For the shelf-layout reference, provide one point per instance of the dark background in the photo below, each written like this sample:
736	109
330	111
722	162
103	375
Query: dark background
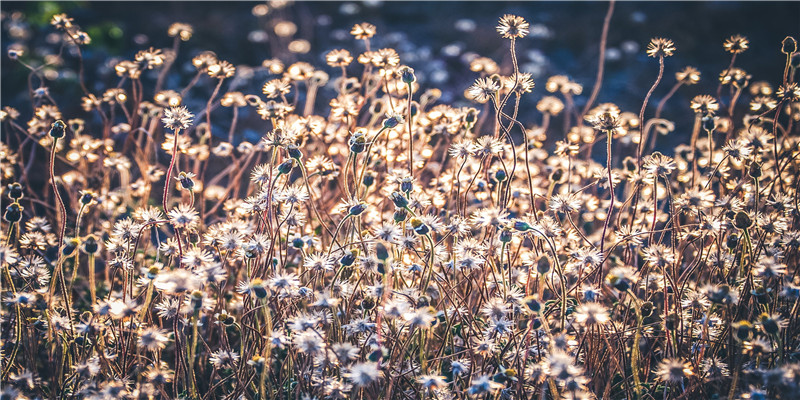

•••

OBJECTIVE ->
Put the lines above into a Markdown table with the columns Row and Line, numbering each row and leaving out blank lines. Omit the pictures.

FINISHED ANSWER ->
| Row | Line |
|---|---|
| 1 | For the shelf-layout reference, provide one point per instance of the dark background in the photo below, each written like this sample: |
| 2 | 736	109 |
| 3 | 330	111 |
| 4 | 722	162 |
| 5 | 103	375 |
| 6 | Query: dark background |